_Texto para leitura:_
● ● ● ● ●

Missa do 16º. dom.
comum. Palavra de Deus: Jeremias 23,1-6; Efésios 2,13-18; Marcos 6,30-34.
No mundo em que vivemos existem muros
e pontes: os muros separam e distanciam, as pontes unem e aproximam. Nós
podemos ser construtores tanto de muros quanto de pontes; nossas atitudes tanto
podem nos separar e nos distanciar dos outros, como também podem nos unir e nos
aproximar das pessoas. Com toda certeza, tanto os muros quanto as pontes têm
sua importância: em relação àquilo que nos faz mal, nos adoece e ameaça nos
destruir é preciso levantar muros. Porém, precisamos evitar a tendência a nos
isolar sempre mais dos outros com a desculpa de que estamos decepcionados com o
ser humano, pois são as pontes, não os muros, que nos humanizam, nos devolvem
alegria e sentido, nos permitem crescer e amadurecer como seres humanos.
O apóstolo Paulo compara a cruz de
Cristo a uma ponte que foi estendida para devolver a comunhão entre o céu e a
terra e também para devolver a comunhão entre as pessoas, independente das suas
diferenças econômicas, sexuais, religiosas e culturais. A ponte que Cristo
estendeu à humanidade a partir da sua cruz derrubou o muro da inimizade que
separava pessoas entre si e a humanidade de Deus, de tal modo que essa
ponte/cruz realizou a paz: “Ele veio anunciar a paz a vós que estáveis longe, e
a paz aos que estavam próximos. É graças a ele que uns e outros, em um só Espírito,
temos acesso junto ao Pai” (Ef 2,17-18).

● ● ● ● ●

_Exercícios:_
1. Diga se cada afirmação abaixo está de acordo com o texto sobre muros e pontes, respondendo sim ou não e citando as palavras do texto que decidem a questão. (a) Os muros unem e aproximam. (b) É preciso levantar muros em relação àquilo que nos faz mal. (c) O apóstolo Paulo compara a cruz de Cristo a uma ponte.
2. Transcreva do texto sobre muros e pontes tudo o que vai de "Missa do 16º." até "como seres humanos.".
3. Segundo o texto sobre muros e pontes, o que a ponte estendida por Cristo a partir da sua cruz derrubou?

(Algumas entradas)
● ● ● ● ●

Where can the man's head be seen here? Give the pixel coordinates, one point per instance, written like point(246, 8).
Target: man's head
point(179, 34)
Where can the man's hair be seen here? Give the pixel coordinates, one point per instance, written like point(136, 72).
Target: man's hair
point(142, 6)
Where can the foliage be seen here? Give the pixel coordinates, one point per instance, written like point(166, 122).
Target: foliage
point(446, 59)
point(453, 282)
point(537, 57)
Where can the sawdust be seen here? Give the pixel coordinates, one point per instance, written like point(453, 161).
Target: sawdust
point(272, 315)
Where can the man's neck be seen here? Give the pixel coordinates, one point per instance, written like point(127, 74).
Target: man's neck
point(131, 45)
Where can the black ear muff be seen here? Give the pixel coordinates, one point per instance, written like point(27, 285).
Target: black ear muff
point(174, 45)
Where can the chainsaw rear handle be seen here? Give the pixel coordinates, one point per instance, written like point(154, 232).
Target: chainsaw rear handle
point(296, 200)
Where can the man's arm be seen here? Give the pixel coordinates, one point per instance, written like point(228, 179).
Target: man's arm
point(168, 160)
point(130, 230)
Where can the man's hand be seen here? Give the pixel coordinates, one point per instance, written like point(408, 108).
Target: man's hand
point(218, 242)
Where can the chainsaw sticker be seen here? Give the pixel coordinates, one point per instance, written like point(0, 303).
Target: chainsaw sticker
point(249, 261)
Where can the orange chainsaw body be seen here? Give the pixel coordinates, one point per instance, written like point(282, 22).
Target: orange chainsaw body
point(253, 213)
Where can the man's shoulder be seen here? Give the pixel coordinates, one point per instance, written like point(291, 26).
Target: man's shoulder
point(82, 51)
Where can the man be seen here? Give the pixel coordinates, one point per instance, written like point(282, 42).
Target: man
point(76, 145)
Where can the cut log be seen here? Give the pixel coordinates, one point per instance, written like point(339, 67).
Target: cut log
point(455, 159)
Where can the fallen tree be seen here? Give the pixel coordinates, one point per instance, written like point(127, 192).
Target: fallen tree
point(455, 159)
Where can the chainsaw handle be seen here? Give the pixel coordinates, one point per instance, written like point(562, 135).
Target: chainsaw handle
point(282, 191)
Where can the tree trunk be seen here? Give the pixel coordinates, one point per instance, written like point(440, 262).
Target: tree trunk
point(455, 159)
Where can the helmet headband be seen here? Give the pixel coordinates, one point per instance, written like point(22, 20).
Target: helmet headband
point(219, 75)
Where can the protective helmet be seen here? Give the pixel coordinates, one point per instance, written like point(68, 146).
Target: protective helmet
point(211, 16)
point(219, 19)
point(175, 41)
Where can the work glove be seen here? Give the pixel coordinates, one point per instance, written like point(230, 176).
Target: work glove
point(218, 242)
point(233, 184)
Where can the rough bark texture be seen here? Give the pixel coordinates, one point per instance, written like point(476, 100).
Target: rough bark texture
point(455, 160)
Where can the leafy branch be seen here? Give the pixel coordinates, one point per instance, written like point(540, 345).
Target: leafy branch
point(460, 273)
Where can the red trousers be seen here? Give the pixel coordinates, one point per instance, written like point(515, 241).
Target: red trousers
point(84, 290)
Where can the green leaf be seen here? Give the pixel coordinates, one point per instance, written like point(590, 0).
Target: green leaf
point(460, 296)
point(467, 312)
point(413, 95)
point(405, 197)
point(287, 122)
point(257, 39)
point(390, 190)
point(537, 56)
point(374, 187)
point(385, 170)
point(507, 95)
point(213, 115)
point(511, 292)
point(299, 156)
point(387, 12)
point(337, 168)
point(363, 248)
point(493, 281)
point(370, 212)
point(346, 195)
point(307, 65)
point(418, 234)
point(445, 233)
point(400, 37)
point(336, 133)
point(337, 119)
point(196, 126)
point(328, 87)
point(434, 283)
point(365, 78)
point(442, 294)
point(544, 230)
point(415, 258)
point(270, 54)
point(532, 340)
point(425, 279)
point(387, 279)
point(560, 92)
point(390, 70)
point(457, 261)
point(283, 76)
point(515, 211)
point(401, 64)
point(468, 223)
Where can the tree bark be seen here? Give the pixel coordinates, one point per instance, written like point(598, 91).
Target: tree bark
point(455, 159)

● ● ● ● ●

_Resultados por tarefa:_
1.
(a) Não: "os muros separam e distanciam, as pontes unem e aproximam".
(b) Sim: "em relação àquilo que nos faz mal, nos adoece e ameaça nos destruir é preciso levantar muros".
(c) Sim: "O apóstolo Paulo compara a cruz de Cristo a uma ponte".

2.
Missa do 16º. dom.
comum. Palavra de Deus: Jeremias 23,1-6; Efésios 2,13-18; Marcos 6,30-34.
No mundo em que vivemos existem muros
e pontes: os muros separam e distanciam, as pontes unem e aproximam. Nós
podemos ser construtores tanto de muros quanto de pontes; nossas atitudes tanto
podem nos separar e nos distanciar dos outros, como também podem nos unir e nos
aproximar das pessoas. Com toda certeza, tanto os muros quanto as pontes têm
sua importância: em relação àquilo que nos faz mal, nos adoece e ameaça nos
destruir é preciso levantar muros. Porém, precisamos evitar a tendência a nos
isolar sempre mais dos outros com a desculpa de que estamos decepcionados com o
ser humano, pois são as pontes, não os muros, que nos humanizam, nos devolvem
alegria e sentido, nos permitem crescer e amadurecer como seres humanos.

3. O muro da inimizade que separava as pessoas entre si e a humanidade de Deus.